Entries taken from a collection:
+===+

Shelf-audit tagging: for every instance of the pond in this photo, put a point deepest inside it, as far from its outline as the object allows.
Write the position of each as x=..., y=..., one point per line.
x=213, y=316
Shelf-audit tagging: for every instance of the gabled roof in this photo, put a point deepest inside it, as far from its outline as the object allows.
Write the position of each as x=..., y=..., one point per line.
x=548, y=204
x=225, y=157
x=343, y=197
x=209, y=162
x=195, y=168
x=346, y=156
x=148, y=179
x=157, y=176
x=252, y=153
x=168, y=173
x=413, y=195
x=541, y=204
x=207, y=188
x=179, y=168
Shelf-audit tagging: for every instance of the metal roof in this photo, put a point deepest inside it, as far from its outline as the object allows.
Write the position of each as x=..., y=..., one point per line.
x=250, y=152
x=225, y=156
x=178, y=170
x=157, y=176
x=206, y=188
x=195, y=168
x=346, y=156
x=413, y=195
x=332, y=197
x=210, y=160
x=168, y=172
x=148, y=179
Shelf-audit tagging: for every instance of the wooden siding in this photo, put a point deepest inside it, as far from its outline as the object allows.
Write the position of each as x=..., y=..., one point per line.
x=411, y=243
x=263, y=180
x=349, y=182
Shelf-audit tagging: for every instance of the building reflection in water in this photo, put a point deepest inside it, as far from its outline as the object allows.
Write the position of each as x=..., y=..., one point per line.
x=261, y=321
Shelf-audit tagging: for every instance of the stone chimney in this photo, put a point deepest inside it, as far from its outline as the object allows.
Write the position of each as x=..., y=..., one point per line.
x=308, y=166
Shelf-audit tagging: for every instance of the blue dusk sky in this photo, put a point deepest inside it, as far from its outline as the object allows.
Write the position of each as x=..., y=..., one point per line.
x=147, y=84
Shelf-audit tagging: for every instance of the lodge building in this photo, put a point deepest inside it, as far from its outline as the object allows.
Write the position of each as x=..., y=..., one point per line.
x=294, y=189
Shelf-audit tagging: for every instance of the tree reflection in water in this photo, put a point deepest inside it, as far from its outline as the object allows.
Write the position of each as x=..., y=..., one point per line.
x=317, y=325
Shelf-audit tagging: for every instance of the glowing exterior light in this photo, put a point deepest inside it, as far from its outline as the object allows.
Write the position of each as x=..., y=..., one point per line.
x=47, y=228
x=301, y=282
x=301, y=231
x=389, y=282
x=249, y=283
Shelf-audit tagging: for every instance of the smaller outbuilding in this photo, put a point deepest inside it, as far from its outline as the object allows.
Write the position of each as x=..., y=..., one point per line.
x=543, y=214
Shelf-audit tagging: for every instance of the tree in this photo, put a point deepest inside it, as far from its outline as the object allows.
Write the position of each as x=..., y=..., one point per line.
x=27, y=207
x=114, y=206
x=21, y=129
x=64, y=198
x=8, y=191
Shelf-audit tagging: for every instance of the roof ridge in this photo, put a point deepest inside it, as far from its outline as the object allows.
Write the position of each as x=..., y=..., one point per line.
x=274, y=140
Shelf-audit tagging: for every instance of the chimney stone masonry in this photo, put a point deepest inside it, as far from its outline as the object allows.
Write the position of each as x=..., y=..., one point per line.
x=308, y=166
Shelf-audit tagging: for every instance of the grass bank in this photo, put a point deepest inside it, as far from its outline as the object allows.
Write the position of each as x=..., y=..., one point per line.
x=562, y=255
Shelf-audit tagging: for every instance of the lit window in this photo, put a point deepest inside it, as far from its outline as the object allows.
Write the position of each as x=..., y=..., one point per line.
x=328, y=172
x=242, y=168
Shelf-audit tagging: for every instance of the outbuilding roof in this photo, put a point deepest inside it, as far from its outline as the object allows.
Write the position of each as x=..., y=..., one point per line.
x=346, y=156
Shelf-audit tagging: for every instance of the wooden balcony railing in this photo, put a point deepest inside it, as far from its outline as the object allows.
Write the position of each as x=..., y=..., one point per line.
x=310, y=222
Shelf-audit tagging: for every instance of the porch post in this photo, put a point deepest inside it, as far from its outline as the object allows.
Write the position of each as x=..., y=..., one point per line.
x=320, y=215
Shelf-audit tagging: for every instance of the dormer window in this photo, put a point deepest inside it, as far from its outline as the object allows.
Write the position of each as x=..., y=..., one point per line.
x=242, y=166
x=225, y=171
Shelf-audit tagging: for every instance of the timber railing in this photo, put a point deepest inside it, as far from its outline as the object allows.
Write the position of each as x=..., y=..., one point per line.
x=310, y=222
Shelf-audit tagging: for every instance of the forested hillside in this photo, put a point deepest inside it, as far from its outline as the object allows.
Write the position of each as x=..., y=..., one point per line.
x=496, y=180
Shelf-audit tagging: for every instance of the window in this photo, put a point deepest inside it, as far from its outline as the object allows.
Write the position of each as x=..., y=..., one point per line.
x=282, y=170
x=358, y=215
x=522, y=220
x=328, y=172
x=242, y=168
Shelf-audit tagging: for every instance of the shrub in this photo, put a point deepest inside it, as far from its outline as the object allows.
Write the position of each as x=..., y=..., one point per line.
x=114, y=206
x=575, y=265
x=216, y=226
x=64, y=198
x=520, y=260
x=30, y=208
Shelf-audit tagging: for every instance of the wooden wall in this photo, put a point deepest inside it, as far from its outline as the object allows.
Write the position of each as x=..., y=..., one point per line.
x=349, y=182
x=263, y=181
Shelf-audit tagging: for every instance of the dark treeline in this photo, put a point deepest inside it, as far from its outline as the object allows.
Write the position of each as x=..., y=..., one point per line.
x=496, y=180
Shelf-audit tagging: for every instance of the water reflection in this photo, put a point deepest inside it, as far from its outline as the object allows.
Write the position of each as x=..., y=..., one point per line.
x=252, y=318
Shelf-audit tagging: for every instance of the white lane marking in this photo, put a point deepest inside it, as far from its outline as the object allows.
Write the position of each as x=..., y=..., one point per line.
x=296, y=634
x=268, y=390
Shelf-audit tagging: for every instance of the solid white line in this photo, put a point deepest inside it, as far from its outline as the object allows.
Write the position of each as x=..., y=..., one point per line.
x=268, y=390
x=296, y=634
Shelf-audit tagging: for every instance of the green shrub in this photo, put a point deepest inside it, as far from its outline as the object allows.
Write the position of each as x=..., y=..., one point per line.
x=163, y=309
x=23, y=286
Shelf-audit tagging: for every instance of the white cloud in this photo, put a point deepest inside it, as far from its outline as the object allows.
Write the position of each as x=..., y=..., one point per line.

+===+

Work task: Retype each record in full, please.

Finished exercise:
Shelf-audit tagging: for every instance of the pond in this photo, put a point deepest inside it, as far from its outline as the object allows.
Write the position of each as x=..., y=..., one point per line.
x=213, y=316
Shelf-audit tagging: for every instance of the gabled roof in this photo, put a point deepest inside it, as far from its outline as the object allows.
Write the position of each as x=..., y=..., one point per line.
x=548, y=204
x=225, y=157
x=343, y=197
x=209, y=162
x=195, y=168
x=346, y=156
x=148, y=179
x=157, y=176
x=252, y=153
x=168, y=173
x=413, y=195
x=541, y=204
x=207, y=188
x=179, y=168
Shelf-audit tagging: for every instance of the metal roof in this photo, put a point deepest inside it, as far from its outline as the object allows.
Write the position of each as x=..., y=..., one point per line.
x=250, y=152
x=225, y=156
x=178, y=170
x=157, y=176
x=206, y=188
x=195, y=168
x=346, y=156
x=413, y=195
x=332, y=197
x=210, y=160
x=168, y=172
x=148, y=179
Shelf-audit tagging: for every instance of the wooden siding in this photo, put a point deepest inside it, as far from its outline as the object allows.
Write the position of each as x=..., y=..., one point per line.
x=411, y=243
x=263, y=180
x=349, y=182
Shelf-audit tagging: for every instance of the building reflection in water in this photo, put a point deepest inside it, as far from its outline as the object allows.
Write the position of each as x=..., y=..., one point per line.
x=261, y=321
Shelf-audit tagging: for every instance of the stone chimney in this photo, put a point deepest inside it, as far from its outline as the object allows.
Write the position of each as x=..., y=..., one point per line.
x=308, y=166
Shelf-audit tagging: for every instance of the blue dusk sky in this photo, put a point deepest inside it, as far from its outline as the object allows.
Write the position of each as x=..., y=..., one point per line.
x=147, y=84
Shelf-audit tagging: for every instance of the lodge building in this photo, put a point deepest inside it, as far from its outline as the object allows.
Write the position of each as x=..., y=..., one point per line.
x=294, y=189
Shelf-audit tagging: for every instance of the tree reflection in water in this photo, put a point deepest inside it, as far from its outline as the object allows.
Write the position of each as x=..., y=..., one point per line.
x=317, y=325
Shelf-audit tagging: for every instance of the glowing exterior light in this photo, put a point deepest inside it, as far from its outline as the object allows.
Write the position of each as x=..., y=..., one point per line.
x=47, y=228
x=301, y=282
x=301, y=231
x=389, y=282
x=249, y=283
Shelf-audit tagging: for every instance of the smaller outbuilding in this photo, put a point deepest inside it, as far from its outline as the object allows.
Write the position of each as x=..., y=..., one point per line.
x=543, y=214
Shelf-audit tagging: for every instance of the tree in this photo, put a point deepest inside it, as far from its outline as the object allows.
Write the position of each as x=..., y=..., one point per line.
x=27, y=207
x=114, y=206
x=21, y=129
x=64, y=198
x=8, y=191
Shelf-audit tagging: for every instance of the roof ridge in this photo, put a point deepest inside it, as far from its outline as the object allows.
Write the position of each as x=..., y=..., one point per line.
x=274, y=140
Shelf-audit tagging: for every instance of the chimney stone masonry in this photo, put a point deepest inside it, as far from its outline as the object allows.
Write the position of each as x=..., y=..., one point per line.
x=308, y=166
Shelf-audit tagging: for every instance of the grass bank in this photo, put a point deepest inside it, as far from its outline as the object allows.
Write the position of each as x=..., y=..., one point per line.
x=562, y=255
Shelf-audit tagging: for every instance of the lit window in this photo, put a point deepest inside it, as far from its outline as the object allows.
Write the position of each as x=..., y=..., one point per line.
x=328, y=172
x=242, y=168
Shelf-audit tagging: for every instance of the outbuilding roof in this photo, put a point deepest inside it, as far from its outline as the object allows.
Write the position of each as x=..., y=..., one point per line.
x=346, y=156
Shelf-audit tagging: for every instance of the wooden balcony railing in this photo, put a point deepest inside it, as far from its outline as the object allows.
Write the position of each as x=..., y=..., one point per line.
x=310, y=222
Shelf-audit tagging: for every instance of the porch post in this photo, put a point deepest inside it, as far from its outline as the object allows.
Write the position of each as x=..., y=..., one point per line.
x=320, y=215
Shelf-audit tagging: for every instance of the dormer window in this photo, put a point deepest inside it, as far from its outline as the object allows.
Write the position of each as x=..., y=..., one point per line.
x=242, y=166
x=225, y=171
Shelf-audit tagging: for every instance of the timber railing in this photo, put a point deepest inside it, as far from its outline as the object allows.
Write the position of each as x=..., y=..., one point per line.
x=310, y=222
Shelf-audit tagging: for every instance of the forested hillside in this photo, put a point deepest inside it, as far from its outline as the object allows.
Write the position of each as x=..., y=..., one point per line.
x=496, y=180
Shelf-audit tagging: for every instance of the window in this photo, put a point deepest inside it, as far from its outline as the object allows.
Write the position of each as x=..., y=..., one point per line.
x=282, y=170
x=358, y=215
x=522, y=220
x=328, y=172
x=242, y=168
Shelf-audit tagging: for every instance of the shrub in this photo, put a point deepest inside it, as far from its outline as the object allows.
Write the position of each as x=..., y=..., one point per line.
x=114, y=206
x=575, y=265
x=216, y=226
x=64, y=198
x=520, y=260
x=30, y=208
Shelf-audit tagging: for every instance of the wooden wall in this photo, put a point deepest inside it, as far from its outline as the object allows.
Write the position of each as x=..., y=..., one point per line.
x=349, y=182
x=263, y=181
Shelf-audit tagging: for every instance of the dark treeline in this photo, put a point deepest inside it, as far from its outline as the object allows.
Write the position of each as x=..., y=..., one point per line.
x=496, y=180
Shelf-audit tagging: for every instance of the water reflection in this photo, put a point deepest inside it, as far from its outline as the object allows.
Write the position of each as x=..., y=..., one point per line.
x=252, y=318
Shelf-audit tagging: for every instance of the white lane marking in this photo, put a point deepest inside it, as far from its outline as the object allows.
Write the position of each as x=..., y=..., one point per line.
x=296, y=634
x=268, y=390
Shelf-audit tagging: for every instance of the solid white line in this photo, put a point deepest inside it, as far from its outline as the object allows.
Write the position of each as x=..., y=..., one point per line.
x=268, y=390
x=296, y=634
Shelf-audit tagging: for every instance of the green shrub in this photo, put a point deepest inside it, as far from its outline as the object allows.
Write the position of each as x=..., y=..., one point per line.
x=163, y=309
x=23, y=286
Shelf-audit tagging: for every instance of the white cloud in this photo, put a point deepest inside it, as far from its outline as the object allows.
Write the position of each as x=..., y=..., one point per line.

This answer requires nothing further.